* [THE EXERCISE]:
Quote the lines below verbatim, leaving out the picture.

++++++

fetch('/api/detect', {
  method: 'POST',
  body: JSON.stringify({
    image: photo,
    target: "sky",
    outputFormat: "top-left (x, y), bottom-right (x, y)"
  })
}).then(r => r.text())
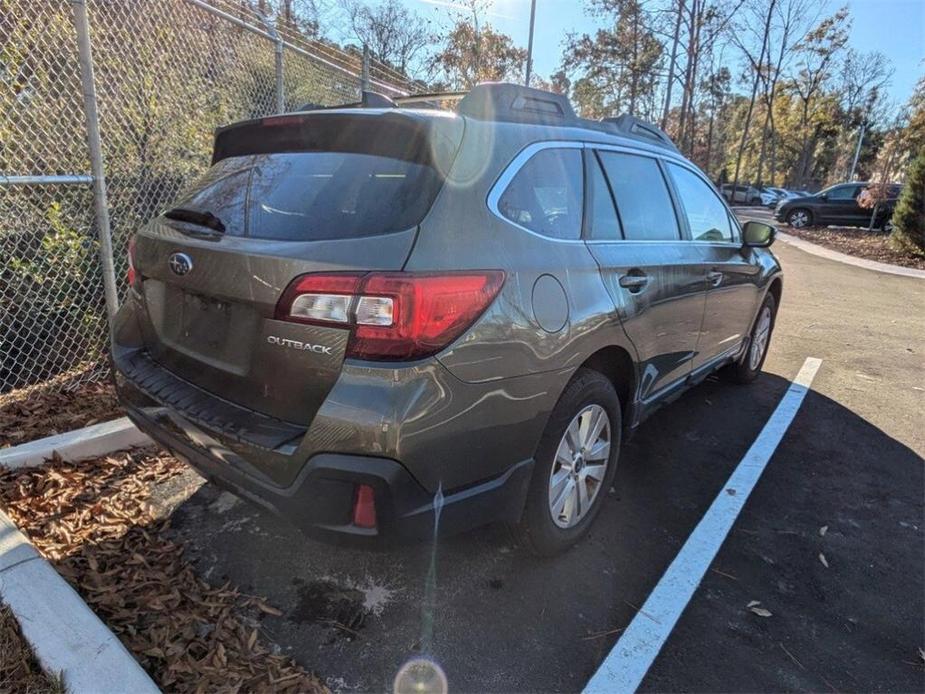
top-left (402, 0), bottom-right (925, 104)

++++++

* [OUTPUT FOR THIS EXERCISE]:
fetch('/api/detect', {
  method: 'POST',
  body: JSON.stringify({
    image: photo,
    target: "sky",
    outputFormat: "top-left (x, y), bottom-right (x, y)"
  })
}).then(r => r.text())
top-left (402, 0), bottom-right (925, 104)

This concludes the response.